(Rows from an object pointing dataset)
* * * *
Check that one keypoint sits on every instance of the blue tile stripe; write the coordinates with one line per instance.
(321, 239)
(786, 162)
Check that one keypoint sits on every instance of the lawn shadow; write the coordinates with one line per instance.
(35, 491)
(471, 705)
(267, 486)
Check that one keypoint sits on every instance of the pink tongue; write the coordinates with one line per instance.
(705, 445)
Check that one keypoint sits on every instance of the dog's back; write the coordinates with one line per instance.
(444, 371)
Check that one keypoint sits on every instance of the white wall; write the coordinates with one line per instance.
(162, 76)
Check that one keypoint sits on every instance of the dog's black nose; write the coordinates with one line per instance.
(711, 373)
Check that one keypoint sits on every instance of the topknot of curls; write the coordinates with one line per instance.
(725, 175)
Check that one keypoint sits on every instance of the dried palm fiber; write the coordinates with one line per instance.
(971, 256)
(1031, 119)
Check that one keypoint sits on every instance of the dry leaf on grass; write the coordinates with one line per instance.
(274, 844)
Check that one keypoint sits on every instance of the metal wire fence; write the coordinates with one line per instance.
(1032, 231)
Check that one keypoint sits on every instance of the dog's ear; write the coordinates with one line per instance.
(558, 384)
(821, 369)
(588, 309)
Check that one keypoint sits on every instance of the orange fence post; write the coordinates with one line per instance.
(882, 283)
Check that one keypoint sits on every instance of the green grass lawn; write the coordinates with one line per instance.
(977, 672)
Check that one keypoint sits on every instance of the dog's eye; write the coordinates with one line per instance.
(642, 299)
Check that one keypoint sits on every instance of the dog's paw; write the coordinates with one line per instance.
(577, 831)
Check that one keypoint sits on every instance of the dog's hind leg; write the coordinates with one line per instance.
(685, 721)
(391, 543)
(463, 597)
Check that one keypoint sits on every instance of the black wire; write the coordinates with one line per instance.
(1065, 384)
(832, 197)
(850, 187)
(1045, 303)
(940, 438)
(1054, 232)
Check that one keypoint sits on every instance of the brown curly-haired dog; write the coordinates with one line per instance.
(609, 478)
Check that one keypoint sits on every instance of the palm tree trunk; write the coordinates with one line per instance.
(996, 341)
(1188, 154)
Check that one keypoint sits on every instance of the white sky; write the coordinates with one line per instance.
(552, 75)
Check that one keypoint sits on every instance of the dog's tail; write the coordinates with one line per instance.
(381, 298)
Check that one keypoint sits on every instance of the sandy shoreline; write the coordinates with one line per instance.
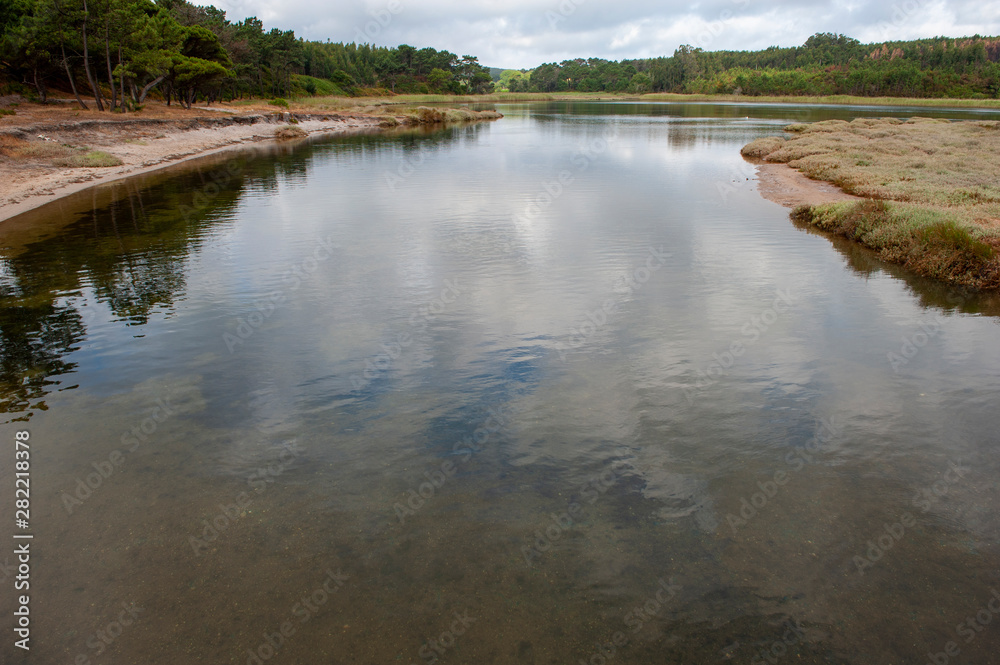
* * * *
Task statement –
Pull out each line of the listing above that contains the word "palm". Copy those lines in full.

Response to this exercise –
Check that one keypoint sits on every instance of the dried palm fiber; write the coordinates with one line per instance.
Check that one keypoint sits on every instance of the palm tree trunk; write the coordinates with one line per instance.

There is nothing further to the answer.